Exercise objective -> Format the listing below as a numbered list, leaving out any blank lines.

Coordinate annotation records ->
■ ■ ■ ■ ■ ■ ■
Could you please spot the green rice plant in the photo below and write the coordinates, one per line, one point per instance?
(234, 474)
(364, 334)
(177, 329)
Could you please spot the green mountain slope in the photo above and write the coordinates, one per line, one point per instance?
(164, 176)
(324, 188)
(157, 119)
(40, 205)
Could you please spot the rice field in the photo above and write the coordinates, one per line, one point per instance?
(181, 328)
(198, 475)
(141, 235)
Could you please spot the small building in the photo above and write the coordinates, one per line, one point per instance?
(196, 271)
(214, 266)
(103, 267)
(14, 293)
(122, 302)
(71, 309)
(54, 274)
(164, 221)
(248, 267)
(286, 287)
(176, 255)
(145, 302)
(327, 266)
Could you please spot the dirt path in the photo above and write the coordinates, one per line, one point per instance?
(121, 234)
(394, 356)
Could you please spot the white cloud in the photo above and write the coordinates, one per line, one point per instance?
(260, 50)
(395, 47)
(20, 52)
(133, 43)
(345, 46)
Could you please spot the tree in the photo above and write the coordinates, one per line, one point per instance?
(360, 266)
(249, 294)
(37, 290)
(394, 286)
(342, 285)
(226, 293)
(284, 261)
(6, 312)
■ ■ ■ ■ ■ ■ ■
Problem solution ->
1. Could you please spot the green rice plant in the photo below and write the coordinates, one per line, one point per instance?
2. (234, 474)
3. (364, 334)
4. (177, 329)
5. Could you please spot the green mountain slope in the photo above and write the coordinates, one per line, one point per instance?
6. (164, 176)
7. (324, 188)
8. (157, 119)
9. (40, 205)
10. Could you please spot the rice field in the photo above and write the coordinates, one per line, one point per instance?
11. (181, 328)
12. (198, 475)
13. (141, 235)
14. Could you please spot the small building in the photo above and write the coordinates, one per line, one point per instance?
15. (196, 271)
16. (214, 266)
17. (103, 267)
18. (14, 293)
19. (122, 302)
20. (71, 309)
21. (54, 274)
22. (164, 221)
23. (248, 267)
24. (286, 287)
25. (176, 255)
26. (145, 302)
27. (327, 266)
28. Could you please spot the dirt path in the photo above and write the coordinates, one per line, one point per instance?
29. (121, 234)
30. (394, 356)
31. Could you please spot the white cloud in the photo above and write the coordinates, one per line, one point per instance?
32. (260, 50)
33. (395, 47)
34. (20, 52)
35. (133, 43)
36. (345, 46)
37. Could you please spot the tree in the photo above and write the coordinates, one per line, one point per instance?
38. (360, 266)
39. (249, 294)
40. (37, 290)
41. (394, 286)
42. (342, 285)
43. (226, 293)
44. (284, 261)
45. (6, 312)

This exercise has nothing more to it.